(Data)
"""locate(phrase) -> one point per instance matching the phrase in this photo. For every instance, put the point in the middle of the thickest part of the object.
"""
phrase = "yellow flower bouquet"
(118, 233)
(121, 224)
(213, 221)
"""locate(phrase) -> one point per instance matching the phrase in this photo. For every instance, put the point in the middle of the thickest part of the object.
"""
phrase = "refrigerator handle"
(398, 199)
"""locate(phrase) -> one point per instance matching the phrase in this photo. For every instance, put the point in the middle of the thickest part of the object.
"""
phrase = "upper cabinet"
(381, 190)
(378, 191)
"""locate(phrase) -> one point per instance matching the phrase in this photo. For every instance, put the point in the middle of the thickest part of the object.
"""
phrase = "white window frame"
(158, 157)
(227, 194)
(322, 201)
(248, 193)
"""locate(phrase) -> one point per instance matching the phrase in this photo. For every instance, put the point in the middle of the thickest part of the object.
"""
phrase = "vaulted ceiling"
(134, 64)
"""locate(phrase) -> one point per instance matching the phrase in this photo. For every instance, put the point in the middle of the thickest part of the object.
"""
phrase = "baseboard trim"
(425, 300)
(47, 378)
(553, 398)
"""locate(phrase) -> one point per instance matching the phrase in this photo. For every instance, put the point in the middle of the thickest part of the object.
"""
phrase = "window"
(End Data)
» **About this exercise**: Restate the data exactly, keeping every line intact.

» **Task solution**:
"""locate(phrase) -> one point per instance matching the phrase in this photo. For every instance, put the point in the middle of the thickest part of the object.
"""
phrase = "yellow flower bouquet"
(118, 233)
(121, 224)
(213, 221)
"""locate(phrase) -> one point per instance matching the phrase in this photo. For every instance, put the point in the middle of the thickest part of the object.
"""
phrase = "refrigerator handle"
(398, 199)
"""locate(phrase) -> one point per instance matching the phrase in this photo. For every instance, put the point in the middle of the thickest part of the object.
"""
phrase = "upper cabinet"
(381, 190)
(378, 191)
"""locate(phrase) -> one point per instance matching the phrase in this photo. For every instance, put the point in the middle of the thickest part of the object.
"""
phrase = "white window frame"
(158, 157)
(227, 194)
(322, 201)
(248, 193)
"""locate(phrase) -> one point per instance matching the phrase in this photo. For every instance, put the point in the middle of the thickest part of the object.
"""
phrase = "vaulted ceiling"
(134, 64)
"""locate(phrase) -> one point per instance matching the phrase in this photo. For every instance, put the point in the middle of the thickest part of the object.
"""
phrase = "baseboard trim"
(425, 300)
(47, 378)
(553, 398)
"""locate(phrase) -> one point per instance matching the phrase in this photo. For every instance, put the point in the middle of the thickest part of the object.
"""
phrase = "window"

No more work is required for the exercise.